* **To do**:
Pick out every line of the entries below that contains the word "image" and copy each one in full.

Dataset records
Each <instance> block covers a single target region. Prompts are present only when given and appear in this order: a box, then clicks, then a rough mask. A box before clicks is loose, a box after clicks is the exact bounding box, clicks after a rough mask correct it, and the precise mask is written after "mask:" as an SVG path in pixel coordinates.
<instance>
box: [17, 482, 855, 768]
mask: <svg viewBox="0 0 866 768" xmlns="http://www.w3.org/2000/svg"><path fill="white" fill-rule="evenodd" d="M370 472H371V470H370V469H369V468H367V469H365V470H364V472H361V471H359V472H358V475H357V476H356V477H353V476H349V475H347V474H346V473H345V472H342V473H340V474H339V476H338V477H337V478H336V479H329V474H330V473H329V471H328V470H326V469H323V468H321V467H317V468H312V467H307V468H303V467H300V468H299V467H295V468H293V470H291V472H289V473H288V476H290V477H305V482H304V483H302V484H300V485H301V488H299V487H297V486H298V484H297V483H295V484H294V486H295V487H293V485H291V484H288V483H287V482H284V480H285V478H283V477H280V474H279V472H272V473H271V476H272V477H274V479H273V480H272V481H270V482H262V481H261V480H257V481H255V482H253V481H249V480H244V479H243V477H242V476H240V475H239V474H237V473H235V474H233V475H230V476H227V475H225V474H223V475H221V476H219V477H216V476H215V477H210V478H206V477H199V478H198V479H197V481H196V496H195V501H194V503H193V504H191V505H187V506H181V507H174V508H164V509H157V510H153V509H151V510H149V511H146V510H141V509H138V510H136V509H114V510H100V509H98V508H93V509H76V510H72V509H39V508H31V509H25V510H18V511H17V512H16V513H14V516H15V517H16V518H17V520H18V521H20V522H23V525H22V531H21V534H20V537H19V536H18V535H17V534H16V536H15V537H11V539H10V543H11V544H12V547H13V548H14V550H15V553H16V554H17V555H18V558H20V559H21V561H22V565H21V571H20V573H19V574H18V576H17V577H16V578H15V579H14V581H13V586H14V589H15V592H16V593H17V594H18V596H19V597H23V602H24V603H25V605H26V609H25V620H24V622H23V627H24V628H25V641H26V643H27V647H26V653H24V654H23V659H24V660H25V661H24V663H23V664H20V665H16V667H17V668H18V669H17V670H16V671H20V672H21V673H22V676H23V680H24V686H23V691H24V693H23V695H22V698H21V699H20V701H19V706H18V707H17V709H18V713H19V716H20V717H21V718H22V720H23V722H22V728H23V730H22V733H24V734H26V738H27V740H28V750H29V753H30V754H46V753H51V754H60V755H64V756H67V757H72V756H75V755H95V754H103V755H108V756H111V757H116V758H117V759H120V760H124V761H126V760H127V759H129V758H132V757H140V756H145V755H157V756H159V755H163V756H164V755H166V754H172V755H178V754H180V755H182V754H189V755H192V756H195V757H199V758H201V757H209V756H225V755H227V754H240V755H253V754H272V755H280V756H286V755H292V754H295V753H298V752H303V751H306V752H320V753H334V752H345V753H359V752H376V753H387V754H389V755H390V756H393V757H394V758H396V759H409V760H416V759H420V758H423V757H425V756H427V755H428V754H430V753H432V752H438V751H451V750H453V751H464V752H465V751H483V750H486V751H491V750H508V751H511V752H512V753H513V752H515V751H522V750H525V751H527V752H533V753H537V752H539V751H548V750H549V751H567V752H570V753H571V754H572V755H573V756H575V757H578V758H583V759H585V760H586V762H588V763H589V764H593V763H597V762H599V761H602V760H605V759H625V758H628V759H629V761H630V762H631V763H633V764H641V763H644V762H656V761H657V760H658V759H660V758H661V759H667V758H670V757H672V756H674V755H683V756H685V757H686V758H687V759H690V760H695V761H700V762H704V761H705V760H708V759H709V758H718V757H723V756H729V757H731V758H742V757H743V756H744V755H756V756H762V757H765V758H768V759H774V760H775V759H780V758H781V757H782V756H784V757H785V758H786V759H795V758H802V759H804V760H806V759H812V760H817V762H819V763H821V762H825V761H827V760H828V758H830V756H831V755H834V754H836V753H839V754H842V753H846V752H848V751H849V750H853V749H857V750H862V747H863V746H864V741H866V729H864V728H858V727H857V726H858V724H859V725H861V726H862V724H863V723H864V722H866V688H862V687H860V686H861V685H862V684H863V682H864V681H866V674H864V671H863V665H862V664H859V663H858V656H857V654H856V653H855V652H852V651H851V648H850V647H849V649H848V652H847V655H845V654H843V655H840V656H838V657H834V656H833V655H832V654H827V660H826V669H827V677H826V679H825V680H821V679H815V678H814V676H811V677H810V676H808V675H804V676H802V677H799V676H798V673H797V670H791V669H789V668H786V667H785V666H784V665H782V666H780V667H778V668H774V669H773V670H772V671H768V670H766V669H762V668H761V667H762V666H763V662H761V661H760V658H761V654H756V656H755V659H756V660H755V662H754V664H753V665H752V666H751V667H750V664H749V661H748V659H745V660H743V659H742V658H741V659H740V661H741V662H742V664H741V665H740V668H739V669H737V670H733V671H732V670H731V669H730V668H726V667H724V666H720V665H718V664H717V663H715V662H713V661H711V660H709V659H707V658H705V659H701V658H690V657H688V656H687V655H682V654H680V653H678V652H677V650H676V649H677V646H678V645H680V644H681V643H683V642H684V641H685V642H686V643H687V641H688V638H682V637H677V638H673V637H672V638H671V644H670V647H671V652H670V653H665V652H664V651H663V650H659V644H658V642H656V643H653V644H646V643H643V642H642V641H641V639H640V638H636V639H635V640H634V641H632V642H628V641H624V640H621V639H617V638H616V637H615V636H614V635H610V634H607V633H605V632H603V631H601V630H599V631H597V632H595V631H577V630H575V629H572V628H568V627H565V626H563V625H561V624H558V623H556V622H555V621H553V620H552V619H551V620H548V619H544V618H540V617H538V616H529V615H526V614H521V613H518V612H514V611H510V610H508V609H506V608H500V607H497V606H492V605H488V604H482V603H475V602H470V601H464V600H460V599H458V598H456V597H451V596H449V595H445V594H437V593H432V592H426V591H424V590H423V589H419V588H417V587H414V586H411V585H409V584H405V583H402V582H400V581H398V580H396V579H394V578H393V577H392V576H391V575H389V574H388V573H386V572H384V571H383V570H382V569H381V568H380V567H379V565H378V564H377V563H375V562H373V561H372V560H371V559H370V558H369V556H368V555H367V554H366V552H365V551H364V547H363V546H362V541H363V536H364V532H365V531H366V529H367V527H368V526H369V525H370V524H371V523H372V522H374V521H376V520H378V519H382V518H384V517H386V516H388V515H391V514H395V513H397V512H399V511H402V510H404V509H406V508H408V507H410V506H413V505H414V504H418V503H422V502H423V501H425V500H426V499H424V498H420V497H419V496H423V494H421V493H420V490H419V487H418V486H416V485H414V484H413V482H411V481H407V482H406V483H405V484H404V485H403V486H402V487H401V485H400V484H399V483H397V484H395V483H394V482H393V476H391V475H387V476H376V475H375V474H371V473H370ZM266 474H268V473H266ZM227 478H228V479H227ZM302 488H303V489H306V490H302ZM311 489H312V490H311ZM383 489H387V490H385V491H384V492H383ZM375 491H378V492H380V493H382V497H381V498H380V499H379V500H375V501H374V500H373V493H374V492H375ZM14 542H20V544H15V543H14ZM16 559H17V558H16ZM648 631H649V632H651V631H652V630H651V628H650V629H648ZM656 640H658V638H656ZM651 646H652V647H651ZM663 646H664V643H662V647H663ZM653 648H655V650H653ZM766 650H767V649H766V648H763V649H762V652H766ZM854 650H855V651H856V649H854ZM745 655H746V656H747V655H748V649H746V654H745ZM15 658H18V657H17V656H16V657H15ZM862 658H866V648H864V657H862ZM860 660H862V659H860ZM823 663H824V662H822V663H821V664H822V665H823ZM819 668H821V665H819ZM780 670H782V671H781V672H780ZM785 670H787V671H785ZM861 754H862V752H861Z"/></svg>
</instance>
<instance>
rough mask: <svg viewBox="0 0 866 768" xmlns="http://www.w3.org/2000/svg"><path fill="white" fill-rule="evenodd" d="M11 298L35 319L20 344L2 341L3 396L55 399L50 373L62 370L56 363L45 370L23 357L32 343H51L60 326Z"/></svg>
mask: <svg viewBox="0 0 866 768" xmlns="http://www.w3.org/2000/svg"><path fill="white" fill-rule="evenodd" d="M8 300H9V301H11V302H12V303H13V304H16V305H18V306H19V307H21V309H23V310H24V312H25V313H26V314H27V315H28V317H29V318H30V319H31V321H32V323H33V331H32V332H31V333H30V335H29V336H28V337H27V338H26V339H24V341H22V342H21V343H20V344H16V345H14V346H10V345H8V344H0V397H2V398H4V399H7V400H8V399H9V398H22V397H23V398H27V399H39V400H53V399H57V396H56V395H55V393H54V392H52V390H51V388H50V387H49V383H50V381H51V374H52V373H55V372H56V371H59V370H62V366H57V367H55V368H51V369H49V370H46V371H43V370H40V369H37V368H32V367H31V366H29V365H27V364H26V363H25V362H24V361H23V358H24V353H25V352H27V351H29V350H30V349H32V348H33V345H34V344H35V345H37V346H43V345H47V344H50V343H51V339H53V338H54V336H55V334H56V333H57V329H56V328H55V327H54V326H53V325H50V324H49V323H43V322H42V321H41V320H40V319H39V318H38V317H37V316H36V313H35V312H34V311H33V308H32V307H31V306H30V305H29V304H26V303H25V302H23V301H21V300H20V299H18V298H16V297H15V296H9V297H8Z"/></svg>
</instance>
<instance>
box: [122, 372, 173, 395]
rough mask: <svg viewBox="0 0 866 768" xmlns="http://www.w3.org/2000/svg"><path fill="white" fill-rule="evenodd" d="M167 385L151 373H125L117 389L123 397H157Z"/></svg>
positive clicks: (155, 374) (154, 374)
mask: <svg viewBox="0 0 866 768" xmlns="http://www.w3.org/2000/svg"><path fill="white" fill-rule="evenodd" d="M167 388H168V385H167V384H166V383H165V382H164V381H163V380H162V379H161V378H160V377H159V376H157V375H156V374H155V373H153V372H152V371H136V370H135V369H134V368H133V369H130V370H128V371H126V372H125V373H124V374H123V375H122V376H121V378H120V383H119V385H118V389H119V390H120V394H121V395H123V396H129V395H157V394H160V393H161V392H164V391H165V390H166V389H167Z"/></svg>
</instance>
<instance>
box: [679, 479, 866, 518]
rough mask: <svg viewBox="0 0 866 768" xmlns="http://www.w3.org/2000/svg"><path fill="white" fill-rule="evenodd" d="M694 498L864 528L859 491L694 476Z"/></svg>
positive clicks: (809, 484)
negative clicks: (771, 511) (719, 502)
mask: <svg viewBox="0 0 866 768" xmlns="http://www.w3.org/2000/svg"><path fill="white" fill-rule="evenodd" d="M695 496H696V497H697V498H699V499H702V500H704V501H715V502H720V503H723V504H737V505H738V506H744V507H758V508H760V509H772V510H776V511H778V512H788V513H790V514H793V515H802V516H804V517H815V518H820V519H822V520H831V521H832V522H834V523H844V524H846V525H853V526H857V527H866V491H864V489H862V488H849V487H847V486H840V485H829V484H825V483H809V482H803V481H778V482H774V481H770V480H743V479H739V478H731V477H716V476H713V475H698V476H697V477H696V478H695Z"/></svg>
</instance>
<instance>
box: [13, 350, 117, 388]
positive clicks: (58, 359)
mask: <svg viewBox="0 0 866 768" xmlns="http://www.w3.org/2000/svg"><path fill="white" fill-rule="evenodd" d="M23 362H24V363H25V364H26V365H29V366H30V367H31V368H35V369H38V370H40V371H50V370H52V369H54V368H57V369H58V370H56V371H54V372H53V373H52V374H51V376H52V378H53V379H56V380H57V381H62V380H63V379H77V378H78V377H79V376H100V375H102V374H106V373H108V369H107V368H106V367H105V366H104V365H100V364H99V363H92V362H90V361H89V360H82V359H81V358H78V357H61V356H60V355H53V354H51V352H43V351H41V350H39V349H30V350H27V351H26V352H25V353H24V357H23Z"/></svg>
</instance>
==
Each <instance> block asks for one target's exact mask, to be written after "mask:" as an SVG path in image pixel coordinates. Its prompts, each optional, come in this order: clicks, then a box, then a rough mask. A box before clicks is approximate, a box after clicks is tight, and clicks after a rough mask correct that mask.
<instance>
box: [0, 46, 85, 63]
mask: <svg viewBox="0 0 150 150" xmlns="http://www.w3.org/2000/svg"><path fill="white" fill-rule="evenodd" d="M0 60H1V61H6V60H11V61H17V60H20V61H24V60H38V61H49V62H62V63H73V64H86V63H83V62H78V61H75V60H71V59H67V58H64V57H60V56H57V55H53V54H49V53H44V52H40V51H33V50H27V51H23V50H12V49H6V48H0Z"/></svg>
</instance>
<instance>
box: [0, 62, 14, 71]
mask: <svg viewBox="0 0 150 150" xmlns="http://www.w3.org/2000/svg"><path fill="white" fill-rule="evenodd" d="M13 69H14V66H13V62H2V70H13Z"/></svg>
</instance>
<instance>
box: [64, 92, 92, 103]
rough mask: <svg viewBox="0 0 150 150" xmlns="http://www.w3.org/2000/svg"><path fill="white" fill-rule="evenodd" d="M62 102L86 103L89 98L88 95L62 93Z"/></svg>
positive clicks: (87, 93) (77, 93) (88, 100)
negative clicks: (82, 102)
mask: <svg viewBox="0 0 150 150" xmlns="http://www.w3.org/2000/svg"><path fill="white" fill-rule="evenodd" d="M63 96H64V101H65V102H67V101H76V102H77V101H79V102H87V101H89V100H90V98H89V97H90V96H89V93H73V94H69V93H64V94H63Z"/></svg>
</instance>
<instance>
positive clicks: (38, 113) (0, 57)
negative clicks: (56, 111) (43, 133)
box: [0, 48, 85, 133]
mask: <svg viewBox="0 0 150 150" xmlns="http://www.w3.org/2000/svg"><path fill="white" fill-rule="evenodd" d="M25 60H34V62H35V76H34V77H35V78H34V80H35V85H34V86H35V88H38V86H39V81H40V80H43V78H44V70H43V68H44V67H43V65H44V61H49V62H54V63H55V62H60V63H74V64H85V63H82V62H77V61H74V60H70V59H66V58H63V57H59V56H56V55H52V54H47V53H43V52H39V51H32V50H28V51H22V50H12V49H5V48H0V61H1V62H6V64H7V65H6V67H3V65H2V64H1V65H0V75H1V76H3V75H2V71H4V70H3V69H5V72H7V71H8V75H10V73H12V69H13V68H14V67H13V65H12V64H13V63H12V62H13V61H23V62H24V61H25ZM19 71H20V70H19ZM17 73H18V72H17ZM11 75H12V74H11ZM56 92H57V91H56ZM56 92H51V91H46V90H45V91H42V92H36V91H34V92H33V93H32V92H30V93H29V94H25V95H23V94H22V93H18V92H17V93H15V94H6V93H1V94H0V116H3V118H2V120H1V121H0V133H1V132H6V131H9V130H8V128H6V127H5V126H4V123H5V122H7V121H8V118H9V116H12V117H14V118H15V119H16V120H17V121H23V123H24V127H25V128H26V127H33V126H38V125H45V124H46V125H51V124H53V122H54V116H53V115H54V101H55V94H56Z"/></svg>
==
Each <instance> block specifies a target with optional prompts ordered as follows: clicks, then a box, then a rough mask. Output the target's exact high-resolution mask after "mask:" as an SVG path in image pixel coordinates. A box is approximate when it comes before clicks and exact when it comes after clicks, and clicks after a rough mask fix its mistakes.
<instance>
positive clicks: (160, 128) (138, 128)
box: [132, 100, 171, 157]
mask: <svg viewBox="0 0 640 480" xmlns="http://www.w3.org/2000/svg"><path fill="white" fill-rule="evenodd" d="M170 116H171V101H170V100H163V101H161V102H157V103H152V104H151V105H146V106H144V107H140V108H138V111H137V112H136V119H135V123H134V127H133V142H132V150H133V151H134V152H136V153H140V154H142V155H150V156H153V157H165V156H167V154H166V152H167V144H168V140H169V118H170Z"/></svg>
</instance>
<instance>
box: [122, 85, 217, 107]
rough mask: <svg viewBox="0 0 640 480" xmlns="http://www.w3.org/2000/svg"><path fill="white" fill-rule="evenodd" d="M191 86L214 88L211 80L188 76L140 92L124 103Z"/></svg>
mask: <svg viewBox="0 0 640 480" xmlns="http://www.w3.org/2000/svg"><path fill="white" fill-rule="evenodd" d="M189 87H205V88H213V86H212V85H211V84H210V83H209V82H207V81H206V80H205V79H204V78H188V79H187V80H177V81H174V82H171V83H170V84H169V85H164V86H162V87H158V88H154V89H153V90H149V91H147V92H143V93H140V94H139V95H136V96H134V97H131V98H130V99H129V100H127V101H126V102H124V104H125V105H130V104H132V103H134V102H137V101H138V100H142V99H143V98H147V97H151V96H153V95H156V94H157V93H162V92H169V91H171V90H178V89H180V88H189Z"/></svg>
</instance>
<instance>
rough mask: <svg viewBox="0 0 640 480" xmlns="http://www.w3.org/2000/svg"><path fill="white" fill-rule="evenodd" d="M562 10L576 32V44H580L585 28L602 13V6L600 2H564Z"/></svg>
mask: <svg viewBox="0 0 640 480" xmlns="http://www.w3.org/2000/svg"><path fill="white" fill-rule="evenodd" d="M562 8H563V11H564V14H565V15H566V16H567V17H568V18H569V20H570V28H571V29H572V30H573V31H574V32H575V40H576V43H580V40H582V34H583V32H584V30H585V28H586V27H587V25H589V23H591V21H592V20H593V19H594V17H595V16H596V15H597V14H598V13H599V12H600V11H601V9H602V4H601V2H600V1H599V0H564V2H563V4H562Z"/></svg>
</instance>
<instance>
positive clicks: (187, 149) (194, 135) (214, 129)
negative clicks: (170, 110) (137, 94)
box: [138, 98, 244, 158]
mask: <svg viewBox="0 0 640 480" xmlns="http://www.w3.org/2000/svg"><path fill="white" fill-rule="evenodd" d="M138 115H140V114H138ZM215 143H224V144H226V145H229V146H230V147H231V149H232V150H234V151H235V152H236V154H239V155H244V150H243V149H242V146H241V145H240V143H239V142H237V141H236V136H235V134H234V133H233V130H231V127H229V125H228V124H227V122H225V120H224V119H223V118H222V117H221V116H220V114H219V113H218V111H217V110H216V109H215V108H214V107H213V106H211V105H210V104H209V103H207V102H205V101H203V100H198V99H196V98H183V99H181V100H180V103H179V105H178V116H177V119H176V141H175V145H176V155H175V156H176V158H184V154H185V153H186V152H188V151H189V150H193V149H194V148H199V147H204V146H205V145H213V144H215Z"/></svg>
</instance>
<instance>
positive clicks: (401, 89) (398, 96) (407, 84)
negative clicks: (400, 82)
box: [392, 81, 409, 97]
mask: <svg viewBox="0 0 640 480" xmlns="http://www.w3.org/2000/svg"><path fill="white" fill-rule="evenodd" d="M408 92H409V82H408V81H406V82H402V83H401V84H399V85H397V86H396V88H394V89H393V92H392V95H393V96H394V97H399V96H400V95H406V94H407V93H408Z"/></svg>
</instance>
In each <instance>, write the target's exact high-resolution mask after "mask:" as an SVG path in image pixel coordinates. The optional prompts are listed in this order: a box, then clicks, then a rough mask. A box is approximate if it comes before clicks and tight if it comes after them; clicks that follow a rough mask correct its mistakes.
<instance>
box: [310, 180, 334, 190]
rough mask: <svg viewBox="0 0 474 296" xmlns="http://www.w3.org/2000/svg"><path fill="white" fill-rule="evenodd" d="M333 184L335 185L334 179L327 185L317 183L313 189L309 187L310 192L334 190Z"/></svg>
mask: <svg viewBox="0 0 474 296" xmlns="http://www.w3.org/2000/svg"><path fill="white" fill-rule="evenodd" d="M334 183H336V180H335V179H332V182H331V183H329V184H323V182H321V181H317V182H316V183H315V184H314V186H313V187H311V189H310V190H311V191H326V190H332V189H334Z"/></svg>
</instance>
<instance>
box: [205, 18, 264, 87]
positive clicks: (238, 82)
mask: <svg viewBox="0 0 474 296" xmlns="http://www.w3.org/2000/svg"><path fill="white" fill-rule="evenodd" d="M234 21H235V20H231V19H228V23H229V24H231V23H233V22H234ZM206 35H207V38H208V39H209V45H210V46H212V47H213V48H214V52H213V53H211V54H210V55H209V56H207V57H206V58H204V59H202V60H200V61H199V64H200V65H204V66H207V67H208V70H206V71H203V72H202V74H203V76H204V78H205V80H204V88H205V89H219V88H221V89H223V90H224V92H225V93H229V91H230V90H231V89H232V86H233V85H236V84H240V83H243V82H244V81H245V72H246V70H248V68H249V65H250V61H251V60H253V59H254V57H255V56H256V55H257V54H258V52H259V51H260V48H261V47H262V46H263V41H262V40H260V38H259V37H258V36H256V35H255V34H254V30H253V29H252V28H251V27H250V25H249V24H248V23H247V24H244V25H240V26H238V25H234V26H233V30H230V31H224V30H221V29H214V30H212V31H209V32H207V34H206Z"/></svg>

* **Solution for this exercise**:
Each <instance> block asks for one target's exact mask, to be written after "mask:" as an SVG path in image pixel coordinates. Its prompts, each optional, come in this order: clicks, then a box, then a rough mask. A box before clicks is approximate, a box after clicks is tight, and clicks after a rough mask correct that mask.
Each <instance> block specifies a target with optional prompts ordered as follows: clicks, then a box, then a rough mask. Output the target's exact high-resolution mask after "mask:" as an SVG path in image pixel coordinates. A box is approximate when it comes before clicks and exact when it comes after clicks, and clicks after a rough mask fix its mistakes.
In each <instance>, write the target's exact high-resolution mask after "mask:" as an SVG path in image pixel coordinates. The optional prompts are listed in this order: a box, then clicks, then a rough mask. A box is approximate if it comes before clicks and tight if it comes after them; clicks that follow a rough mask correct its mistakes.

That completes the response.